Babel. Sí, ya la he visto. Pero me gustó volver a verla.
Suerte.
Un sueño, una premonición y la guerra como trama de una historia muy bien contada. Me gustó.
Me gusto mucho el relato.
Excelente retrato de las situaciones extremas, y lo trágico.
Me gusta el relato.Lo has ambientado muy bien, le has dado tensión e interrogante y lo has rematado magníficamente.
Te felicito!! Mucha suerte.
Un excelente relato, muy bien construido, ambientado y escrito: perfecto en el dominio de la tensión narrativa. Quizá el sueño premonitorio, como recurso demasiado recurrente, podría haber sido innecesario. Enhorabuena.
Omar vio a la muerte, una mañana, en el mercado de la ciudad de Homs. La muerte le vio a él y en su cara se dibujó un gesto de sorpresa…
Suerte Clara.
Dos casualidades en una guerra unidas por un sueño ¿premonitorio?…, que finalmente se hace realidad. Cada uno de un bando distinto y ambos que acaban muertos. Eso es cierto, en las guerras, sean del bando que sean, siempre pierden los mismos y ganan los de siempre. Interesante final.
Suerte, Clara
Una historia muy bien contada, con una prosa excelente y un tema muy sugestivo que nos lleva a pensar si los sueños no serán avisos de lo inevitable.
Enhorabuena Clara, me ha gustado mucho. Suerte
Sí, a mí también me parece curioso e interesante este relato. El final está muy acertado. Enhorabuena y suerte.
Curioso relato que da vida a un sueño premonitorio, Felicidades y suerte en el certamen.

→ **Preguntas**:
**A)** Según el fragmento seleccionado, ¿dónde vio Omar a la muerte?
**B)** En el fragmento seleccionado, un comentario comienza con «Un excelente relato». Enumera todas las cualidades del relato que elogia ese comentario.

→ **Registros extraídos**:
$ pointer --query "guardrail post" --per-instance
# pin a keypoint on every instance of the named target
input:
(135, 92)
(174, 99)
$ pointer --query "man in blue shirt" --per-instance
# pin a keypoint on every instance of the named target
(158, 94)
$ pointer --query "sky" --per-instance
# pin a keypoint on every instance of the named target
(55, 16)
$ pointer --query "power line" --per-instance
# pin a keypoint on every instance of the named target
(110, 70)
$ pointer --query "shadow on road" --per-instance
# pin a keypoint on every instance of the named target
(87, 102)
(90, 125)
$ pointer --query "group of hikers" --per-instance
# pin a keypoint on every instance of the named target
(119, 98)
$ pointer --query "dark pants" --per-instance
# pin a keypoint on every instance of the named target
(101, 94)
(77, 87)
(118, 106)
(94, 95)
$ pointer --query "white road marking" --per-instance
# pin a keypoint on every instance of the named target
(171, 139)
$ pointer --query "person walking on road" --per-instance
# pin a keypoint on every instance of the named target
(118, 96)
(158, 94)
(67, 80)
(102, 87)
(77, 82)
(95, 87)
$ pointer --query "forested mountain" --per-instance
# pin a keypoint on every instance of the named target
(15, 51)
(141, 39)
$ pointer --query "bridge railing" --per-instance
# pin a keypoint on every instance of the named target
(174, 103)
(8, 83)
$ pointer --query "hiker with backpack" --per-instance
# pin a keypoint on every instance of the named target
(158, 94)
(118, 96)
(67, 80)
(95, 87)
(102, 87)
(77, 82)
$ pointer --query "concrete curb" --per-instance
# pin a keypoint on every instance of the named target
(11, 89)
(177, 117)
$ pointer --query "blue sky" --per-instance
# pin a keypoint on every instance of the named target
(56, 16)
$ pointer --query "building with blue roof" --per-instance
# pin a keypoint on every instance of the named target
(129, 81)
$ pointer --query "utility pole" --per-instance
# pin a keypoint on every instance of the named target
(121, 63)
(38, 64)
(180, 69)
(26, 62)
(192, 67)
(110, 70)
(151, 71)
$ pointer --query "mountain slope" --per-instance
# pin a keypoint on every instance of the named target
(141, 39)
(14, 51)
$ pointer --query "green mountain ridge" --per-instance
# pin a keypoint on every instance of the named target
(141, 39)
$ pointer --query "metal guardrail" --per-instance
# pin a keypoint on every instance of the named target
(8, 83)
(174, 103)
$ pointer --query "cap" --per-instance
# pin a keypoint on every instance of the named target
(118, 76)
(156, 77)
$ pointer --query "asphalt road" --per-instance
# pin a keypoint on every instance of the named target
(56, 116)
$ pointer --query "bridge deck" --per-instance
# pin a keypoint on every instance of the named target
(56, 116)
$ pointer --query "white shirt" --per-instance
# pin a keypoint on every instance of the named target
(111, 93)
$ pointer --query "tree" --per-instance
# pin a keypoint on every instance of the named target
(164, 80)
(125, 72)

→ **Respuestas**:
**A)** En el mercado de la ciudad de Homs.

**B)**
- Muy bien construido
- Muy bien ambientado
- Muy bien escrito
- Perfecto en el dominio de la tensión narrativa